- [Data for the task]:
============

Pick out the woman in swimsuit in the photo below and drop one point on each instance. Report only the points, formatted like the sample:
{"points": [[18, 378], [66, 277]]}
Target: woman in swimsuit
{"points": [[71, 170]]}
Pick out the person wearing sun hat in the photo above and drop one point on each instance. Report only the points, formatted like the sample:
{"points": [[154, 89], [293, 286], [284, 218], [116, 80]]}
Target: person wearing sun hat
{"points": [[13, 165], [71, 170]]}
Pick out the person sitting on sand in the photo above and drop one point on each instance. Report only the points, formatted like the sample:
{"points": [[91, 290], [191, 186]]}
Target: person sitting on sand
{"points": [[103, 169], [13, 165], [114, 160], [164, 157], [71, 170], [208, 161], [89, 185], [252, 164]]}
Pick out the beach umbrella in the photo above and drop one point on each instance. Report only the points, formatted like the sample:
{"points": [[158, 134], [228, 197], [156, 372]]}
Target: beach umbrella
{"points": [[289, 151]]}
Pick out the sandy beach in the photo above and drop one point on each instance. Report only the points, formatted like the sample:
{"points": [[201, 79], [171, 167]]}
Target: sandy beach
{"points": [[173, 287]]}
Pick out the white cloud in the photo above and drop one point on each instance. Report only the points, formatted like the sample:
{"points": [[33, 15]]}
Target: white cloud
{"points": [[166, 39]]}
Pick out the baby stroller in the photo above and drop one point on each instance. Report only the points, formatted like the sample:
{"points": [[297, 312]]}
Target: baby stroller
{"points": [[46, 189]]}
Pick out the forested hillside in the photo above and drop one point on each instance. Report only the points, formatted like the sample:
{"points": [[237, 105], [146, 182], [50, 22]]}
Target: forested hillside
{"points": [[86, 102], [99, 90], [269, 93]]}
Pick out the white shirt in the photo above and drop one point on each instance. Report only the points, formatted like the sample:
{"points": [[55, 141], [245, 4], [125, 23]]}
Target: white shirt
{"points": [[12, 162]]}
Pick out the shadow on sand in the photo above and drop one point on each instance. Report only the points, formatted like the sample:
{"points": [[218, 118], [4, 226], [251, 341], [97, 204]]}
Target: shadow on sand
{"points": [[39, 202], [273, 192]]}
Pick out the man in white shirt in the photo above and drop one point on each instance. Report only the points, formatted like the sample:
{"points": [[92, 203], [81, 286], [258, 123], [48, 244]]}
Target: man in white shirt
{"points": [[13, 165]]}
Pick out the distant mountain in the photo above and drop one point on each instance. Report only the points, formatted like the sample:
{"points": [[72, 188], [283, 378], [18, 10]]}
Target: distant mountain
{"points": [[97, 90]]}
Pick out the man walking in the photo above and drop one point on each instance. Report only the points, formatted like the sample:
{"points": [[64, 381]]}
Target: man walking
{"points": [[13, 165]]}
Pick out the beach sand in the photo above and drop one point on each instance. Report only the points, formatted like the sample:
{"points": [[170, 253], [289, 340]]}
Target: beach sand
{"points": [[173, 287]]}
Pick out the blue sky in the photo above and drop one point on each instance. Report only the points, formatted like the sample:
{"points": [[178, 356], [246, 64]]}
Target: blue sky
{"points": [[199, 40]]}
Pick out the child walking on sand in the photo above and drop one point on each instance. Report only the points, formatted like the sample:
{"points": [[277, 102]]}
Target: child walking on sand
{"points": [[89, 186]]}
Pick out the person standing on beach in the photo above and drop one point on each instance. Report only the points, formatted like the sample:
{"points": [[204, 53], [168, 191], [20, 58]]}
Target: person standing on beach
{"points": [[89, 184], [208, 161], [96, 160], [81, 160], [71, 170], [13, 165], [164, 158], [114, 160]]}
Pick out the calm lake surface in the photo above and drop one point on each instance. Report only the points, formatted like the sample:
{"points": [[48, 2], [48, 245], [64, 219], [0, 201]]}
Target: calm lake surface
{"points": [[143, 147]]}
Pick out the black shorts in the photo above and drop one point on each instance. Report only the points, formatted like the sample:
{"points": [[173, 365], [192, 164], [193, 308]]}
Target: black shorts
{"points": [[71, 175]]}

============

- [What you should do]: Extract the complete set of records unchanged.

- [Final result]:
Pick out the woman in swimsuit in the photo below and drop one point on each instance. Report only the points, formatted like the sample:
{"points": [[18, 378], [66, 277]]}
Target: woman in swimsuit
{"points": [[71, 170]]}
Pick out the person wearing sun hat in the photo above and drop one point on each instance. Report only the points, formatted like the sample:
{"points": [[154, 89], [293, 286], [284, 218], [116, 80]]}
Target: person wearing sun hat
{"points": [[13, 165], [71, 170]]}
Pick out the person sitting on sand in the photo above and drop one point on each instance. Report only the points, formatted like the sample:
{"points": [[91, 290], [191, 186]]}
Target: person sitting on sand
{"points": [[103, 169], [13, 165], [114, 160], [164, 157], [71, 170], [208, 161], [89, 185], [252, 164]]}
Pick out the beach umbrella in the photo above and drop one point on each instance. Report only the points, formatted like the sample:
{"points": [[158, 134], [228, 197], [156, 372]]}
Target: beach umbrella
{"points": [[289, 151]]}
Pick out the sandy beach in the photo above and drop one point on each instance. Report only the points, formatted like the sample:
{"points": [[201, 79], [171, 167]]}
Target: sandy beach
{"points": [[173, 287]]}
Pick out the white cloud in the photo above and drop one point on each instance. Report only the points, formatted like the sample:
{"points": [[33, 15]]}
Target: white cloud
{"points": [[166, 39]]}
Pick out the baby stroller in the photo above and drop one point on each instance. Report only the points, formatted like the sample:
{"points": [[297, 312]]}
Target: baby stroller
{"points": [[46, 189]]}
Pick out the forested hillside in the photo above and drop one point on each instance. Report only the points, formatted like the sample:
{"points": [[237, 105], [146, 182], [50, 22]]}
Target: forested hillside
{"points": [[86, 102], [99, 90], [269, 93]]}
Pick out the white shirt in the photo above and drop one point on each instance. Report only the points, formatted like the sample:
{"points": [[55, 141], [245, 4], [125, 23]]}
Target: white shirt
{"points": [[12, 162]]}
Pick out the shadow on sand in the photo above and drop one point on each instance. Report only the points, formatted like the sample:
{"points": [[218, 118], [4, 226], [251, 341], [97, 204]]}
Target: shadow on sand
{"points": [[39, 202], [273, 192]]}
Pick out the man in white shirt in the photo above and drop one point on each instance. Report only the points, formatted like the sample:
{"points": [[92, 203], [81, 286], [258, 123], [48, 244]]}
Target: man in white shirt
{"points": [[13, 165]]}
Pick out the distant mountain in the photo above and drop one point on each instance. Report only the points, formatted like the sample:
{"points": [[72, 188], [283, 378], [18, 10]]}
Target: distant mountain
{"points": [[97, 90]]}
Pick out the man walking in the photo above and drop one point on each instance. Report only the points, formatted like the sample:
{"points": [[64, 381]]}
Target: man walking
{"points": [[13, 165]]}
Pick out the beach sand in the photo above and drop one point on each instance. Report only the points, formatted like the sample:
{"points": [[170, 253], [289, 340]]}
Target: beach sand
{"points": [[173, 287]]}
Pick out the blue sky in the photo above and drop one point on each instance. Report only the points, formatted like the sample:
{"points": [[178, 356], [246, 64]]}
Target: blue sky
{"points": [[199, 40]]}
Pick out the child walking on sand in the photo above and drop one point on each instance. Report only the points, formatted like the sample:
{"points": [[277, 102]]}
Target: child walking on sand
{"points": [[89, 186]]}
Pick out the person standing on beach in the photo above and drop one point on each instance. Report only the points, formatted like the sample:
{"points": [[204, 53], [168, 191], [20, 58]]}
Target: person standing on beach
{"points": [[89, 184], [208, 161], [96, 160], [81, 160], [71, 170], [13, 165], [164, 158], [114, 160]]}
Pick out the calm lake surface in the photo above and drop one point on each instance. Report only the points, formatted like the sample:
{"points": [[48, 2], [48, 245], [64, 219], [0, 201]]}
Target: calm lake surface
{"points": [[143, 147]]}
Pick out the black shorts in the photo above and drop one point on each instance. Report only the points, formatted like the sample:
{"points": [[173, 365], [192, 164], [193, 308]]}
Target: black shorts
{"points": [[71, 175]]}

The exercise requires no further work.